Provided text:
The graphics are far better than in the original Police Quest and probably on par with those found in Leisure Suit Larry 2, but once again I don’t think they quite meet the standard set by King’s Quest IV (nor does the sound for that matter). On the positive side, despite the shift from the AGI engine to the SCI one, the creators still managed to keep the game visually consistent. In hindsight, I was pretty generous with Larry 2 when I gave it the same mark as King’s Quest IV, but I can’t continue to be that liberal. Then again it seems a bit harsh to give the game the same rating as Gold Rush for this category. I’m starting to realise that this category is going to become quite difficult to score down the track. In all other categories I can compare new games to old ones without being unreasonable, but not this one. If I could give it 5.5 I would, so I'll round it up.
Rating: 6

The graphics team didn't skimp on the detail, but why do they keep resorting to that horrible light blue!

Environment and Atmosphere
All up, Lytton is a fairly convincing place. Just as in the first game, Sonny ventures to many different locations in the city, giving the impression of a large, thriving community. The developers did miss an opportunity to increase this feeling by not having “extras” in very many scenes though. Sure, there are some other people standing around in the airport and seated on the plane, but pretty much none of them move or appear to be living their own life. Compare Police Quest 2 to Gold Rush (or even Manhunter to a lesser extent) and the difference is apparent. As much as I don’t think the omission of the top-down driving scenes from the first game damages the sequel, those sections also added to the overall feel of the original. But I’m nit-picking! The cinematic scenes (shootout by the river, scuba diving, plane hijack, motel booby trap) really pack a punch and raise the stakes, as does the story, with Bains always just one step ahead.
Rating: 6

It's no action game, but Police Quest 2 has it's fair share of pulse-raising drama

Dialogue and Acting
While there are a few attempts at humour in the dialogue, the majority of Police Quest 2 contains the same police jargon heavy talk that was found in the first game of the series. There are lots of codes used while driving around that you can look up if you want to, but it’s not really necessary as it’s pretty obvious what’s going on. I can’t say anything stood out as exceptional or terrible, but I can’t discuss dialogue without mentioning the dodgy accents that pop up from time to time, particularly Officer Gelepsi. I’m not saying it’s a bad thing necessarily, and I have to admit to chuckling a little bit, but I have to wonder whether anyone would use such racially stereotypical devices today. I guess the reality is they don’t have to, as voice acting just seems far less offensive, unless it’s clearly a non-local slaughtering a country’s language and accent. In the end, the dialogue found throughout the game is fairly realistic, but in an entertaining way.
Rating: 6

It'a almost made'a me bring'a up my spaghetti'a!

Given material:
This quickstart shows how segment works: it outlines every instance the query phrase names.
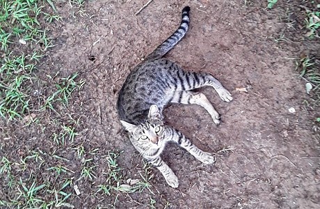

Tasks to carry out:
(1) Answer these about the Police Quest 2 review:
(a) Which engine did the game move to, and from which one?
(b) Which officer is singled out for a dodgy accent?
(c) Who is described as always one step ahead?
(2) List the cinematic scenes that the Police Quest 2 review names.
(3) Duplicate the Police Quest 2 review from "The graphics are" to "round it up.".
Answer using only the Police Quest 2 review, not the material.

Written answers:
(1)
(a) It moved from the AGI engine to the SCI engine.
(b) Officer Gelepsi
(c) Bains

(2)
- Shootout by the river
- Scuba diving
- Plane hijack
- Motel booby trap

(3)
The graphics are far better than in the original Police Quest and probably on par with those found in Leisure Suit Larry 2, but once again I don’t think they quite meet the standard set by King’s Quest IV (nor does the sound for that matter). On the positive side, despite the shift from the AGI engine to the SCI one, the creators still managed to keep the game visually consistent. In hindsight, I was pretty generous with Larry 2 when I gave it the same mark as King’s Quest IV, but I can’t continue to be that liberal. Then again it seems a bit harsh to give the game the same rating as Gold Rush for this category. I’m starting to realise that this category is going to become quite difficult to score down the track. In all other categories I can compare new games to old ones without being unreasonable, but not this one. If I could give it 5.5 I would, so I'll round it up.